BİRİNCİ KARAR
Holdinglere Karşı Mücadele Büyütülecek
Türkiye sermaye sınıfı, ülkenin bütün kaynaklarını kullanmaktadır. Devletin teşvik, imtiyaz ve hibeler yoluyla sağladığı olanaklar sayesinde patronlar büyük kazançlar sağlamaktadır. İşçiler, emekliler, işsizler borç içindeyken, holdingler ve şirketler karlarına kar katmakta, holding sahibi aileler servetlerini artırmakta ve bolluk içinde yaşamaktadır. Emek sömürüsüne dayanan bu büyük soygunun sona erdirilmesi Türkiye Komünist Partisi’nin varlık nedenidir.

Kaydedilmiş girdiler:
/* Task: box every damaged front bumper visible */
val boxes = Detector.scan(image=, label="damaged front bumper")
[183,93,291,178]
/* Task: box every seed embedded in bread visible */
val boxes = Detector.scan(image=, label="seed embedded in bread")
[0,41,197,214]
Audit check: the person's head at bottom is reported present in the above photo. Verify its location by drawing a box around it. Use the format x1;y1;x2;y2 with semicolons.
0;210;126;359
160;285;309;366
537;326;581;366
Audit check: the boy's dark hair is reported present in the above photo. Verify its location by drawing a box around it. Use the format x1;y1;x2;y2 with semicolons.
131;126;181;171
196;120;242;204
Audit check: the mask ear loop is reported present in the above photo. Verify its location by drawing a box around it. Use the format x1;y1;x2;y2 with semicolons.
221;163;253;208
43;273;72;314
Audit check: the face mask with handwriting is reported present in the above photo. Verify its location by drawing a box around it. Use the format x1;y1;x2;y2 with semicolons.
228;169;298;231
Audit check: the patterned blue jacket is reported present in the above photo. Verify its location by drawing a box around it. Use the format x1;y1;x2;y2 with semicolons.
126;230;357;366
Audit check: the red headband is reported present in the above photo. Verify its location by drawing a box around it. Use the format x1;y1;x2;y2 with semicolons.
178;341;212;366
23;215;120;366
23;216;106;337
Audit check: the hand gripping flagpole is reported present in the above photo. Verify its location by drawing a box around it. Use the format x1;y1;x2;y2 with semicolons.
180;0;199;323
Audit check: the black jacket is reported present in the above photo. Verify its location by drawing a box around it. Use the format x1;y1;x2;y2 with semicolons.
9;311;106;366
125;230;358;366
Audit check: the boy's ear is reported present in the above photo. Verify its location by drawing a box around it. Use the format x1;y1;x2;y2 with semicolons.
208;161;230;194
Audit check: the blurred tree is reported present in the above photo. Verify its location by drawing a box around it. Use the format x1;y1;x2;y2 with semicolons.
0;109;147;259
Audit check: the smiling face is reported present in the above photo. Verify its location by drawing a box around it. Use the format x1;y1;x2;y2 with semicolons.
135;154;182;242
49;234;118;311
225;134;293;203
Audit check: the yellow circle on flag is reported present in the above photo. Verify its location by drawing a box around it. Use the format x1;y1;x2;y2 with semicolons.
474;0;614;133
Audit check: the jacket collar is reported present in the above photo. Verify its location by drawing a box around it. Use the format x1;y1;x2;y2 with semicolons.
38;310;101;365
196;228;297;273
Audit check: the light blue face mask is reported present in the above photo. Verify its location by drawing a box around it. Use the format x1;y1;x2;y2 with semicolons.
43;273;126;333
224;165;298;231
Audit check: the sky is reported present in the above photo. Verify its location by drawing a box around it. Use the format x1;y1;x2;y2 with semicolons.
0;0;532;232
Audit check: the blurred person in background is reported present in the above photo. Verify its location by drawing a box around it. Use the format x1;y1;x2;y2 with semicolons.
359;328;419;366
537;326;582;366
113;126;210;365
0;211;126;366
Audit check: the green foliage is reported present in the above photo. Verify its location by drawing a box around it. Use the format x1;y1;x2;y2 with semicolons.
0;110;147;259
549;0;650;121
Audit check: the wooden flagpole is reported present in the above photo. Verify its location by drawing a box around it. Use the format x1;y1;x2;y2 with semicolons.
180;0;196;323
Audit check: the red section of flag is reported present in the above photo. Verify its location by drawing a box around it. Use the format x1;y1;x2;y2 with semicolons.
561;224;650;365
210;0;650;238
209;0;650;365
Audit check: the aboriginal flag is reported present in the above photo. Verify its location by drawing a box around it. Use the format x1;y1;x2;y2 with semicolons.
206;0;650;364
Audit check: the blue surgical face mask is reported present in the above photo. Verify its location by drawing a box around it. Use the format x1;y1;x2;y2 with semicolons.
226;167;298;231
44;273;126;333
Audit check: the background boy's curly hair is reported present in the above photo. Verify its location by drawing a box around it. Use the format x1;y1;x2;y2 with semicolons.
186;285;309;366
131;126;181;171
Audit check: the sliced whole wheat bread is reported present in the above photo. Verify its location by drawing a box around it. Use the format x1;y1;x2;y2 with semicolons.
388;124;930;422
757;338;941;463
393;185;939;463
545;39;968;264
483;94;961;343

**Yapılacak Çalışma:**
Okunacak metinde "BİRİNCİ KARAR" sözcüklerini içeren ifadeyle açılıp "Partisi’nin varlık nedenidir." ile kapanan bölümü hiçbir değişiklik yapmadan yineleyin.

**Alıştırma Çıktısı:**
BİRİNCİ KARAR
Holdinglere Karşı Mücadele Büyütülecek
Türkiye sermaye sınıfı, ülkenin bütün kaynaklarını kullanmaktadır. Devletin teşvik, imtiyaz ve hibeler yoluyla sağladığı olanaklar sayesinde patronlar büyük kazançlar sağlamaktadır. İşçiler, emekliler, işsizler borç içindeyken, holdingler ve şirketler karlarına kar katmakta, holding sahibi aileler servetlerini artırmakta ve bolluk içinde yaşamaktadır. Emek sömürüsüne dayanan bu büyük soygunun sona erdirilmesi Türkiye Komünist Partisi’nin varlık nedenidir.